══ SUPPLIED ENTRIES ══

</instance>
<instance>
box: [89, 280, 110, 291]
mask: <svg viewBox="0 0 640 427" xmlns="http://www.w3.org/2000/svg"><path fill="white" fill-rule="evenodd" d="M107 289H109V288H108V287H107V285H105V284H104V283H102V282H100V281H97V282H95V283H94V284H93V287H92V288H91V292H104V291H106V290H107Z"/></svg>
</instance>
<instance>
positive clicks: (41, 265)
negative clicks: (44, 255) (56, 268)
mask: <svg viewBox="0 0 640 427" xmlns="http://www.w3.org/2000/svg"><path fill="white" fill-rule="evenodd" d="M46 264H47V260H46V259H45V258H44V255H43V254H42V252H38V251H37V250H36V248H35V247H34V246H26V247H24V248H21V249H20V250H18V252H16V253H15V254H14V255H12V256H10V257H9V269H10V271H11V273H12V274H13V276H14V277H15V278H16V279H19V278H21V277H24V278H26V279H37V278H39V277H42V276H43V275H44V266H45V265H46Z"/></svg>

═══

> _TO DO_
Each record above must be output without any alteration.

> _OUTPUT BELOW_
</instance>
<instance>
box: [89, 280, 110, 291]
mask: <svg viewBox="0 0 640 427" xmlns="http://www.w3.org/2000/svg"><path fill="white" fill-rule="evenodd" d="M107 289H109V288H108V287H107V285H105V284H104V283H102V282H100V281H97V282H95V283H94V284H93V287H92V288H91V292H104V291H106V290H107Z"/></svg>
</instance>
<instance>
positive clicks: (41, 265)
negative clicks: (44, 255) (56, 268)
mask: <svg viewBox="0 0 640 427" xmlns="http://www.w3.org/2000/svg"><path fill="white" fill-rule="evenodd" d="M46 264H47V260H46V259H45V258H44V255H43V254H42V252H38V251H37V250H36V248H35V247H34V246H26V247H24V248H21V249H20V250H18V252H16V253H15V254H14V255H12V256H10V257H9V269H10V271H11V273H12V274H13V276H14V277H15V278H16V279H19V278H21V277H24V278H26V279H37V278H39V277H42V276H43V275H44V266H45V265H46Z"/></svg>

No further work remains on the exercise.